WHAT THE TASK REQUIRES. Go through the listing below and reproduce it word for word.

DATA TO EXAMINE.
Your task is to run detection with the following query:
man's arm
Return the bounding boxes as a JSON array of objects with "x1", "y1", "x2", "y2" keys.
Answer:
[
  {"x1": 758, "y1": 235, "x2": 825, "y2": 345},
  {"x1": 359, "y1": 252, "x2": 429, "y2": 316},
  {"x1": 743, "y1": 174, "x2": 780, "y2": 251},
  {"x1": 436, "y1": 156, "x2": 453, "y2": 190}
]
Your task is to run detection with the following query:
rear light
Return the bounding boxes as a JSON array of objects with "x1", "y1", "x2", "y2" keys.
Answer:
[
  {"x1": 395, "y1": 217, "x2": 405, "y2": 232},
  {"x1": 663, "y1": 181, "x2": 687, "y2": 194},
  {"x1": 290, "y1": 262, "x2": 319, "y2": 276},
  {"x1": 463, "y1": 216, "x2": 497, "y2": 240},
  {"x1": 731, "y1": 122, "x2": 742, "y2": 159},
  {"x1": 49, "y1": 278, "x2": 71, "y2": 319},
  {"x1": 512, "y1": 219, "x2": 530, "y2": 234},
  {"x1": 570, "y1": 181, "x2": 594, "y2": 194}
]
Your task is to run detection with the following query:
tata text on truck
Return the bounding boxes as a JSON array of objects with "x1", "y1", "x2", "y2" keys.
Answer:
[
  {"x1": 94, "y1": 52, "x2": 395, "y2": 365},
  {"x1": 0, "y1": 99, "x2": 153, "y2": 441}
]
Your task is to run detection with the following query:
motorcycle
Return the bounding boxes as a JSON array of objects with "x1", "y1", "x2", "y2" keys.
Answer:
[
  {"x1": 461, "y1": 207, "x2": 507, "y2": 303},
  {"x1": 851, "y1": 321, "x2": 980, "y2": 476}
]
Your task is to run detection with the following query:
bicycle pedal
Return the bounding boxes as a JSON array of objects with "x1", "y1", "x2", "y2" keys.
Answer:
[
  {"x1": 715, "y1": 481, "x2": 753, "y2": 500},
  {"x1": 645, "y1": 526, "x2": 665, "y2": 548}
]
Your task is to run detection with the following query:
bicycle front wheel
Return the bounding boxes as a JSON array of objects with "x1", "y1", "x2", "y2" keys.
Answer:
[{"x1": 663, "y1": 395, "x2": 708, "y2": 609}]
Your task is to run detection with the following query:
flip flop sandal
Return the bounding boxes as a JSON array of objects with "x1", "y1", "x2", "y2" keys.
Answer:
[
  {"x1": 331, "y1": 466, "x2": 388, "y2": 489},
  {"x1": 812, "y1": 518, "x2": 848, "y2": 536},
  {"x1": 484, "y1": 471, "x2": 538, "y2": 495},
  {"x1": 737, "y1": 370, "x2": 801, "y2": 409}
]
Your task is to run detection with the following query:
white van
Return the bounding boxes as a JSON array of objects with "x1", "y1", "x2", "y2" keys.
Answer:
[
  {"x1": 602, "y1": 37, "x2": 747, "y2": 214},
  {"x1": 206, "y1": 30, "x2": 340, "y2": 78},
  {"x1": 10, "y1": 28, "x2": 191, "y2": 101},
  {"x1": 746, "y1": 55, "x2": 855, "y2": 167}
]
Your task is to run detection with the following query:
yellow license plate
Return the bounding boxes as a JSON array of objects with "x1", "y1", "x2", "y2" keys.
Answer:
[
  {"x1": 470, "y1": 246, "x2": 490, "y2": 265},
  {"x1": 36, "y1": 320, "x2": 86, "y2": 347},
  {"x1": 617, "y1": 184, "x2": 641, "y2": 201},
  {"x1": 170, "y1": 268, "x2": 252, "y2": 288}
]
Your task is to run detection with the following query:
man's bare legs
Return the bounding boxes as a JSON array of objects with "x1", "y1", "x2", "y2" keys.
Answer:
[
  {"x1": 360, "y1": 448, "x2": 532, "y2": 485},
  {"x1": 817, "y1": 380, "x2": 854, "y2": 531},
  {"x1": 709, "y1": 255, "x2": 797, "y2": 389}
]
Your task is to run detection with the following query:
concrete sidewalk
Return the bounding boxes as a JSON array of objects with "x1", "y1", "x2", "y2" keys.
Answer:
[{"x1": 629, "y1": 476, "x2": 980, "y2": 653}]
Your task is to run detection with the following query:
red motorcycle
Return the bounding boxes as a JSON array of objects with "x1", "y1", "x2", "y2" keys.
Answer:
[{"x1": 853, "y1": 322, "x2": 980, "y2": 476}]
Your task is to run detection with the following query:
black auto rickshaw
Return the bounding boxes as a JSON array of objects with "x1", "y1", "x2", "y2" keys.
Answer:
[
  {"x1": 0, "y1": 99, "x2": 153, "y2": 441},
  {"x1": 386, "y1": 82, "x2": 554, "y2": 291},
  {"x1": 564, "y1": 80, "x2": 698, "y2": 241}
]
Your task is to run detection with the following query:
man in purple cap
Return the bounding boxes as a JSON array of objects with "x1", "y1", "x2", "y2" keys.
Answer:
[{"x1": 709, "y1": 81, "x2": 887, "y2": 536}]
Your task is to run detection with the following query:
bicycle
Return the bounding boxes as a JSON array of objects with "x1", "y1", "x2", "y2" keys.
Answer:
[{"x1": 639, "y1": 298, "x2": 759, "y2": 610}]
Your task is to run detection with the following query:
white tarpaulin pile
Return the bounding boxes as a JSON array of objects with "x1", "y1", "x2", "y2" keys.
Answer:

RESPONSE.
Your task is to run detection with the following query:
man's arm
Return the bounding boxes as a JSON array of objects with "x1", "y1", "x2", "y2" keys.
Answer:
[
  {"x1": 758, "y1": 235, "x2": 825, "y2": 345},
  {"x1": 359, "y1": 252, "x2": 429, "y2": 316},
  {"x1": 743, "y1": 174, "x2": 780, "y2": 251},
  {"x1": 436, "y1": 156, "x2": 453, "y2": 190}
]
Your task is to run detection with the following query:
rear light
Return the bounding boxes as a JSON array of objects with "x1", "y1", "x2", "y2" keys.
Answer:
[
  {"x1": 395, "y1": 217, "x2": 405, "y2": 232},
  {"x1": 663, "y1": 181, "x2": 687, "y2": 194},
  {"x1": 290, "y1": 262, "x2": 319, "y2": 276},
  {"x1": 463, "y1": 216, "x2": 497, "y2": 240},
  {"x1": 731, "y1": 122, "x2": 742, "y2": 159},
  {"x1": 49, "y1": 278, "x2": 71, "y2": 319},
  {"x1": 512, "y1": 219, "x2": 530, "y2": 234},
  {"x1": 570, "y1": 181, "x2": 594, "y2": 194}
]
Your task is to run detection with the following query:
tata text on truck
Return the bounding boxes as a JSON array of objects with "x1", "y1", "x2", "y2" keys.
Answer:
[
  {"x1": 94, "y1": 52, "x2": 395, "y2": 365},
  {"x1": 0, "y1": 99, "x2": 153, "y2": 441}
]
Your task is to run detection with the following query:
motorcycle
Return the bounding boxes as a JSON array of objects with "x1", "y1", "x2", "y2" keys.
Answer:
[
  {"x1": 461, "y1": 207, "x2": 507, "y2": 303},
  {"x1": 851, "y1": 321, "x2": 980, "y2": 476}
]
Your task is to run detection with the following query:
bicycle pedal
Return the bounding boxes as a JSON array of objects with "x1", "y1", "x2", "y2" keys.
Answer:
[
  {"x1": 715, "y1": 481, "x2": 753, "y2": 500},
  {"x1": 645, "y1": 526, "x2": 665, "y2": 548}
]
Your task is to run detection with the following query:
bicycle front wheel
Return the bounding boxes as a JSON array of objects with "x1", "y1", "x2", "y2" keys.
Answer:
[{"x1": 663, "y1": 395, "x2": 708, "y2": 609}]
Your task is to run detection with the following query:
flip flop sandal
Return the bounding boxes as a JSON array of objects with "x1", "y1", "x2", "y2" keys.
Answer:
[
  {"x1": 331, "y1": 466, "x2": 388, "y2": 489},
  {"x1": 812, "y1": 518, "x2": 848, "y2": 536},
  {"x1": 484, "y1": 471, "x2": 538, "y2": 495},
  {"x1": 737, "y1": 370, "x2": 801, "y2": 409}
]
Your task is to run detection with the following query:
white van
Return the bounding boxes as a JSON array of objects with "x1", "y1", "x2", "y2" keys.
Answer:
[
  {"x1": 602, "y1": 37, "x2": 747, "y2": 214},
  {"x1": 206, "y1": 30, "x2": 340, "y2": 78},
  {"x1": 10, "y1": 28, "x2": 191, "y2": 101},
  {"x1": 746, "y1": 55, "x2": 855, "y2": 167}
]
Your task is to run detection with the following query:
yellow license plate
Return the bounding boxes as a JSON array of objects with "x1", "y1", "x2", "y2" keys.
Answer:
[
  {"x1": 470, "y1": 246, "x2": 490, "y2": 265},
  {"x1": 36, "y1": 320, "x2": 86, "y2": 347},
  {"x1": 617, "y1": 184, "x2": 641, "y2": 201},
  {"x1": 170, "y1": 268, "x2": 252, "y2": 288}
]
Your task is to run detection with the following query:
man's bare legs
Return the bounding boxes as a JSON array of objects with "x1", "y1", "x2", "y2" keys.
Answer:
[
  {"x1": 360, "y1": 448, "x2": 532, "y2": 485},
  {"x1": 817, "y1": 380, "x2": 854, "y2": 531},
  {"x1": 709, "y1": 255, "x2": 797, "y2": 389}
]
Your task is to run detection with the following query:
concrete sidewalk
Return the bounding boxes as a JSON array of objects with "x1", "y1", "x2", "y2" keys.
Answer:
[{"x1": 629, "y1": 476, "x2": 980, "y2": 653}]
Your task is to run detection with the following query:
red motorcycle
Return the bounding boxes as a JSON array of objects with "x1", "y1", "x2", "y2" keys.
Answer:
[{"x1": 853, "y1": 322, "x2": 980, "y2": 476}]
Your task is to run detection with the following query:
black auto rickshaw
Return the bounding boxes as a JSON array of objects with "x1", "y1", "x2", "y2" keys.
Answer:
[
  {"x1": 0, "y1": 99, "x2": 153, "y2": 441},
  {"x1": 386, "y1": 82, "x2": 554, "y2": 291},
  {"x1": 564, "y1": 80, "x2": 698, "y2": 241}
]
Your task is to run detection with the following query:
man in purple cap
Return the bounding boxes as a JSON array of objects with "x1", "y1", "x2", "y2" keys.
Answer:
[{"x1": 709, "y1": 81, "x2": 887, "y2": 536}]
Your task is to run detection with the following query:
bicycle
Return the bounding boxes as a JSON array of objects with "x1", "y1", "x2", "y2" keys.
Answer:
[{"x1": 639, "y1": 298, "x2": 759, "y2": 610}]
Your task is to run detection with the following query:
white tarpaulin pile
Return the bounding boxes as a JSON array of objects with "x1", "y1", "x2", "y2" keys.
Answer:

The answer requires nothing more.